Attività da svolgere
1. Secondo il testo sulla polizia comunitaria in Toscana, qual è il titolo del seminario organizzato a Firenze dalla Regione Toscana?
2. Scrivi il seguito del testo sulla polizia comunitaria in Toscana, partendo subito dopo la sua ultima frase.
====== Brano di testo ======
Prima in Italia, la Toscana lavora su un modello di polizia comunitaria e su un codice etico. Gelli: 'Dal Canada un'esperienza che faremo nostra per le polizie municipali e provinciali'
FIRENZE, 4 FEB. (Italia Estera) - Tutto è iniziato lo scorso di ottobre, con l'adesione della Regione Toscana a una indagine internazionale promossa dal Quèbec sulla cultura e l'etica della polizia nei vari paesi, ma già allora l’obiettivo era più ambizioso: portare in Toscana l’esperienza canadese e farne un punto di riferimento per le nostre polizie, in particolare per i corpi municipali e provinciali. Pochi sanno infatti che le celebri Giubbe Rosse - la polizia federale protagonista di tanti film e di tanti fumetti - non si distinguono solo per i cavalli e le divise, ma anche perché da molti anni, assieme ad altri corpi canadesi, sono impegnati nella promozione e nella diffusione di comportamenti etici del proprio personale, imperniati su un modello unico al mondo di polizia comunitaria che beneficia della partecipazione dei cittadini. 
E’ un esperienza che la Regione Toscana ha deciso di fare sua, nella consapevolezza che un aspetto importante della prevenzione risiede proprio nella qualità dei rapporti che legano le forze di polizia e i cittadini. Per illustrarla ai loro colleghi toscani, i rappresentanti della polizia canadese si sono dati appuntamento a Firenze, per il seminario 'L’etica nell’azione di polizia” organizzato dalla Regione Toscana nell’ambito delle sue politiche per la sicurezza. “E’ l’inizio di un percorso che certamente non si esauririrà con qualche seminario - spiega il vicepresidente della Regione Toscana Federico Gelli, che tra le sue deleghe ha quella alla sicurezza – Quando la polizia del Quèbec ci ha proposto di aderire alla sua indagine, unica regione italiana, lo abbiamo fatto con entusiasmo, perché sapevamo che il Canada è il paese che più di tutti ha da insegnare al mondo su questo terreno. Da molti anni, infatti, non si limita a teorizzare, ma ha messo in pratica un modello di polizia fortemente integrato nella comunità in cui opera, tanto che addirittura le priorità di azione e le modalità di intervento sono definite da commissioni miste di poliziotti e cittadini. Immaginatevi quali implicazioni questo potrebbe avere per le nostre città”.
====== Record forniti ======
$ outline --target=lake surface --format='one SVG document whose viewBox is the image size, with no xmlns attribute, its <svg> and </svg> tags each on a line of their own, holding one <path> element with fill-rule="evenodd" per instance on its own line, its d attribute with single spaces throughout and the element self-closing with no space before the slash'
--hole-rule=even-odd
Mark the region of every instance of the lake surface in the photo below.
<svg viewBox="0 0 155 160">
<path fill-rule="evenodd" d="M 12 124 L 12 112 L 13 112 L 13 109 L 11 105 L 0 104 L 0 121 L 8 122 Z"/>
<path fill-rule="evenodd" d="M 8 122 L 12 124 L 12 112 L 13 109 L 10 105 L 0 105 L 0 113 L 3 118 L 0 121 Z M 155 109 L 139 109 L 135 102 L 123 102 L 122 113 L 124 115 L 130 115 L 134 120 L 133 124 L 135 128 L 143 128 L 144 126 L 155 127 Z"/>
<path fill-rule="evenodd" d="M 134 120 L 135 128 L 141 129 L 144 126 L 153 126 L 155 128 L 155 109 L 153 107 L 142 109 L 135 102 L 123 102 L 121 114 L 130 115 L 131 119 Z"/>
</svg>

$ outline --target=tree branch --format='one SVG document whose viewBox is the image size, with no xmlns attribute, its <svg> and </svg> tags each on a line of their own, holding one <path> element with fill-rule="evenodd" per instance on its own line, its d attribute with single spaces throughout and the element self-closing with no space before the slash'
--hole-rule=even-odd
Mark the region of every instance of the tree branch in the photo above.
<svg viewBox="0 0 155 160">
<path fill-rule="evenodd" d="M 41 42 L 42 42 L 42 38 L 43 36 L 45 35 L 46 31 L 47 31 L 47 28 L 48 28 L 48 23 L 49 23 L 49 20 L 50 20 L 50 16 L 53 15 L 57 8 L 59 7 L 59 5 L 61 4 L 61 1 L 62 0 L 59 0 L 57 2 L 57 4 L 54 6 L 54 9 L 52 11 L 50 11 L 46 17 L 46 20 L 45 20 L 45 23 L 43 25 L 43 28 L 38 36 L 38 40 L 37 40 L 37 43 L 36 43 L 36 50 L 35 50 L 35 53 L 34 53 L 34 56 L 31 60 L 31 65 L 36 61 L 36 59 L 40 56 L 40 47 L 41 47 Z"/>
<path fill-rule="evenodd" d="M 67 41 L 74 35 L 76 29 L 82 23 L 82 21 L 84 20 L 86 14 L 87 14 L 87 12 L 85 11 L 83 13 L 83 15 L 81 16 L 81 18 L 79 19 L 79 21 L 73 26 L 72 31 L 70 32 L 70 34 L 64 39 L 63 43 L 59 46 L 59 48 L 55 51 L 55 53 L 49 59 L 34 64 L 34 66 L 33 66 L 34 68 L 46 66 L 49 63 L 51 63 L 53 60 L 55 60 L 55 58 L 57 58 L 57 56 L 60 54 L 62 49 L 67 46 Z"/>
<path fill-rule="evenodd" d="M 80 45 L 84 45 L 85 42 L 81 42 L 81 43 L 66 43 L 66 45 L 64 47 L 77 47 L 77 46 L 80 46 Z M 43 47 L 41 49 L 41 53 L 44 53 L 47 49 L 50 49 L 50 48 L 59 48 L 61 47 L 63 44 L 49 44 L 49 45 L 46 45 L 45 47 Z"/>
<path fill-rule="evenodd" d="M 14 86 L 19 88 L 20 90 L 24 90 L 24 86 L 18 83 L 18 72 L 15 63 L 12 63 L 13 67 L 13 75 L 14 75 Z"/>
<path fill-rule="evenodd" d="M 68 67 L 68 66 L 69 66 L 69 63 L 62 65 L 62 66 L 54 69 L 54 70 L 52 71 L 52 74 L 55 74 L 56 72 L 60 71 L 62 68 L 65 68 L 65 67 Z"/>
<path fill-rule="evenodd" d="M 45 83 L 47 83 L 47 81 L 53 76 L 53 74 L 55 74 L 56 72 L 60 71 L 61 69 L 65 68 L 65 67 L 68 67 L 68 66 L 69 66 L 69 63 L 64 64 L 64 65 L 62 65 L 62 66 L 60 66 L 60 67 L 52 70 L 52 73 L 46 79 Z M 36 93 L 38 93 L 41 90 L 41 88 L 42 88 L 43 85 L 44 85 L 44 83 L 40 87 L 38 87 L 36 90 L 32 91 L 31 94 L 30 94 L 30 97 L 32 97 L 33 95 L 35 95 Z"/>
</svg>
======
Soluzioni dell'esercizio
1. L'etica nell'azione di polizia.

2.
Il codice etico. L’impegno della Regione Toscana concretizza quanto, in via generale, stabilisce il Codice di comportamento dei dipendenti delle pubbliche amministrazioni del novembre 2000, in relazione al rapporto di fiducia e collaborazione tra i cittadini e l’amministrazione e alla massima disponibilità che va assicurata perché i cittadini possano esercitare i propri diritti. Ma è una concretizzazione che riguarda compiti particolarmente delicati e un personale che più di altri – pensiamo ai vigili urbani – sta a contatto con la popolazione e ha bisogno di regole comportamentali certe. “In questi anni – spiega Gelli - è stato ampiamente dimostrato che le imprese private possono trarre grandi benefici da iniziative di certificazione etica, figurarsi quanto può essere importante che le forze di polizia e i cittadini dispongano di regole certe e condivise. Per questo stiamo lavorando a definire un Codice etico regionale che sarà alla base anche di uno specifico percorso formativo da strutturare in modo permanente per il personale delle polizie municipali e provinciali”.
Tutto questo sulla base del già esistente Codice europeo di etica per la polizia, adottato dal Consiglio d’Europa nel 2001, che fissa già importanti linee guida in relazioni ai diritti e ai doveri delle forze di polizia, per esempio rispetto alla privacy e all’uso della forza.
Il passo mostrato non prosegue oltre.